- **What this task involves**:
Copy every line in the items below that contains the string "path". Case counts.

======== Data for processing

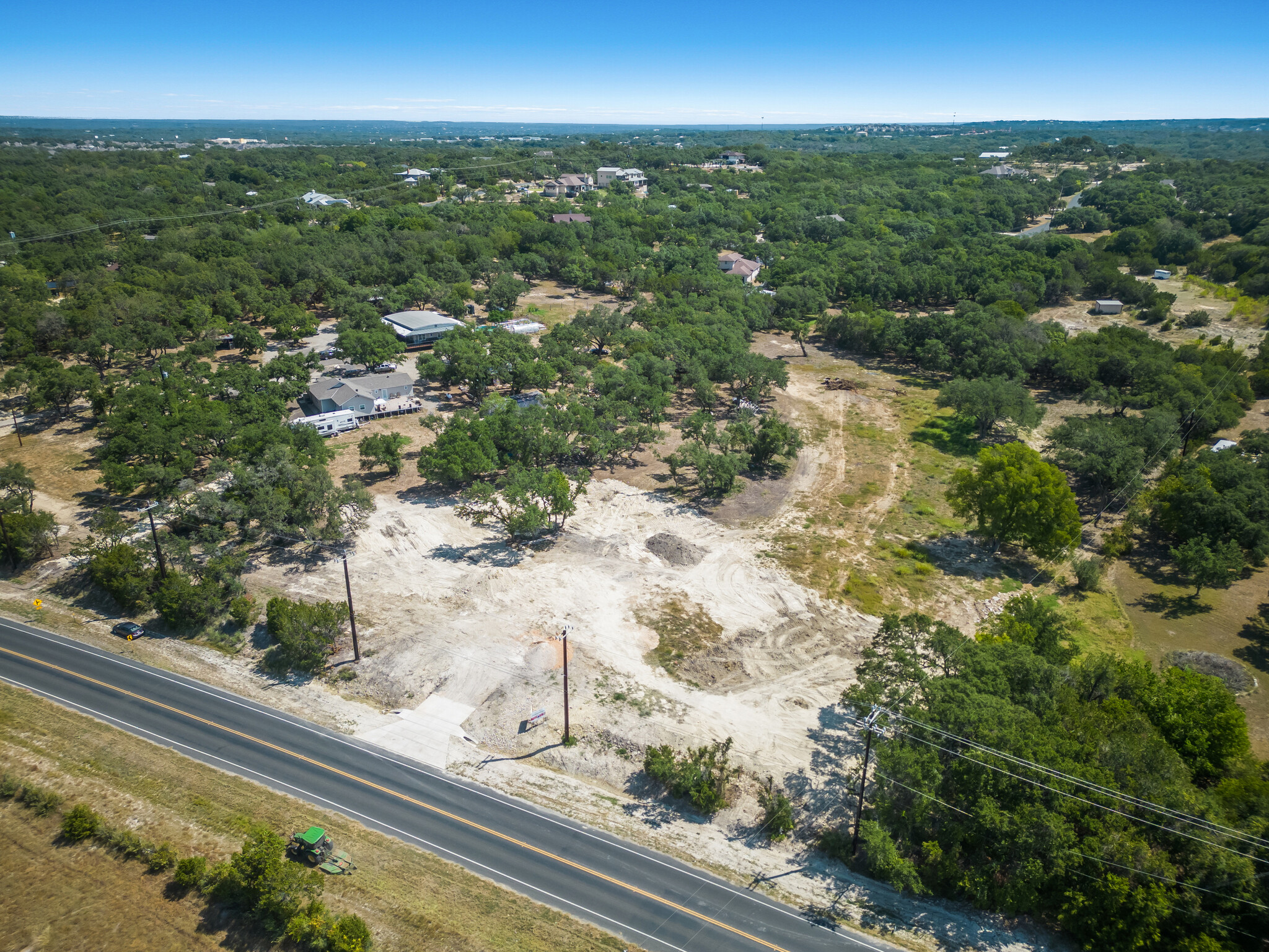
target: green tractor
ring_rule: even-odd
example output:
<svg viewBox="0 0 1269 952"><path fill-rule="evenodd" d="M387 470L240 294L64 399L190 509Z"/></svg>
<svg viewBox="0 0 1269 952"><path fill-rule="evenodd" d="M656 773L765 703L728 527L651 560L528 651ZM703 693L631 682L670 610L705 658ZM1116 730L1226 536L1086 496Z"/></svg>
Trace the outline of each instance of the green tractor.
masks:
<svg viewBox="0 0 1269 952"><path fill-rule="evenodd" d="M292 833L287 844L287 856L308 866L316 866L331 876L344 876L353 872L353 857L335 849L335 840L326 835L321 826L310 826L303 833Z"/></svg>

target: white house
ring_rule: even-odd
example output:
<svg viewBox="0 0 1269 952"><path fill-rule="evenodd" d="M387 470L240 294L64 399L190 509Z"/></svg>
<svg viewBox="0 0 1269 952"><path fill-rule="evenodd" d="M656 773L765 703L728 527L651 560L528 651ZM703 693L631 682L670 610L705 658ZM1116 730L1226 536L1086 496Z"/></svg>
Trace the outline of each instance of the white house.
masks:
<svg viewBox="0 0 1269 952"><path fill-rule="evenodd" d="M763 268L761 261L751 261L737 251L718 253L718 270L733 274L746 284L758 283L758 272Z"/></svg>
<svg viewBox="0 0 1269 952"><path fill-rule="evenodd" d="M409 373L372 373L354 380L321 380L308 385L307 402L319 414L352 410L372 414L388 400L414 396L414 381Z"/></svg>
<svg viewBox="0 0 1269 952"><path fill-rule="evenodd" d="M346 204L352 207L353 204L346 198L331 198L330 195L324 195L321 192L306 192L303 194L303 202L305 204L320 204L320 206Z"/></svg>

================

- **Solution to the exercise**:
<svg viewBox="0 0 1269 952"><path fill-rule="evenodd" d="M387 470L240 294L64 399L190 509Z"/></svg>
<svg viewBox="0 0 1269 952"><path fill-rule="evenodd" d="M656 773L765 703L728 527L651 560L528 651ZM703 693L631 682L670 610L705 658ZM1116 730L1226 536L1086 496Z"/></svg>
<svg viewBox="0 0 1269 952"><path fill-rule="evenodd" d="M292 833L287 844L287 856L308 866L316 866L331 876L344 876L353 872L353 857L335 849L335 840L326 835L321 826L310 826L303 833Z"/></svg>
<svg viewBox="0 0 1269 952"><path fill-rule="evenodd" d="M387 470L240 294L64 399L190 509Z"/></svg>
<svg viewBox="0 0 1269 952"><path fill-rule="evenodd" d="M656 773L765 703L728 527L651 560L528 651ZM703 693L631 682L670 610L705 658ZM1116 730L1226 536L1086 496Z"/></svg>
<svg viewBox="0 0 1269 952"><path fill-rule="evenodd" d="M763 268L761 261L751 261L737 251L718 253L718 270L733 274L746 284L758 283L758 272Z"/></svg>
<svg viewBox="0 0 1269 952"><path fill-rule="evenodd" d="M409 373L372 373L354 380L321 380L308 385L307 402L319 414L352 410L372 414L388 400L414 396L414 381Z"/></svg>
<svg viewBox="0 0 1269 952"><path fill-rule="evenodd" d="M346 204L352 207L353 204L346 198L331 198L330 195L324 195L321 192L306 192L303 194L303 202L305 204L320 204L320 206Z"/></svg>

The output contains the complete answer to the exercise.